PAGE EXTRACT -
Step 6: Apply monetary valuation (optional)
For countries compiling monetary accounts, apply the valuation methods in Section 3.4 to convert physical service flows into monetary values. Use current carbon market prices or social cost of carbon for sequestration services (Section 3.4.1), replacement costs or avoided damage approaches for coastal protection (Section 3.4.2), and the biomass-provisioning default (or documented production function/resource rent partitioning) for fisheries contribution (Section 3.4.3). Ensure consistency with carbon prices used in other blue carbon accounts and with discount rates used in national accounts. Record monetary values in the monetary ecosystem services supply-use table (SEEA EA Table 9.3).
Step 7: Compile asset valuation and degradation accounts
Calculate the monetary value of seagrass ecosystem assets as the net present value of expected future service flows using the condition-adjusted formula in Section 3.4.4. For the opening asset value, use the previous period's closing value; for first-time compilations, calculate the opening NPV as the NPV of current observed service flows (not reference-condition flows), scaled by the condition indicators derived in Step 4, and document as a baseline-year value (no degradation charge arises in the first period unless condition or extent changes within that period). For the closing asset value, recalculate NPV based on revised extent and condition.
Record ecosystem degradation as: Degradation = (Opening asset value) - (Closing asset value at opening-period prices and discount rate). Record separately: (a) revaluations due to price or discount rate changes, and (b) degradation attributable to within-period condition and extent decline. Refer to SEEA EA Chapter 10 (Table 10.5) for the standard asset-account structure showing these components. Where significant losses have occurred, disaggregate degradation by driver (eutrophication, storm damage, dredging) to support targeted policy responses.

CHALLENGES -
**1)** In the seagrass accounting extract, what table should monetary values be recorded in?
**2)** Reproduce the seagrass accounting extract between "Step 7: Compile" and "extent and condition.", inclusive.
**3)** List every section number that the seagrass accounting extract cites with the word "Section".
Use only the seagrass accounting extract to respond.

GIVEN RECORDS -
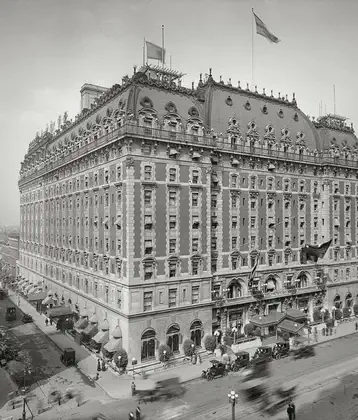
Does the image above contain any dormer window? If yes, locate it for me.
[144,165,153,181]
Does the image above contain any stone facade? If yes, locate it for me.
[19,65,358,363]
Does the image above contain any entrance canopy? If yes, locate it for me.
[250,312,285,327]
[277,319,304,334]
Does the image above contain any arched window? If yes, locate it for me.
[141,329,155,362]
[227,279,242,299]
[167,325,180,353]
[296,271,308,288]
[346,293,353,308]
[190,321,203,347]
[333,295,342,309]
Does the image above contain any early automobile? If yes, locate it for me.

ANSWERS PROVIDED -
**1)** The monetary ecosystem services supply-use table (SEEA EA Table 9.3).

**2)**
Step 7: Compile asset valuation and degradation accounts
Calculate the monetary value of seagrass ecosystem assets as the net present value of expected future service flows using the condition-adjusted formula in Section 3.4.4. For the opening asset value, use the previous period's closing value; for first-time compilations, calculate the opening NPV as the NPV of current observed service flows (not reference-condition flows), scaled by the condition indicators derived in Step 4, and document as a baseline-year value (no degradation charge arises in the first period unless condition or extent changes within that period). For the closing asset value, recalculate NPV based on revised extent and condition.

**3)** 3.4, 3.4.1, 3.4.2, 3.4.3, 3.4.4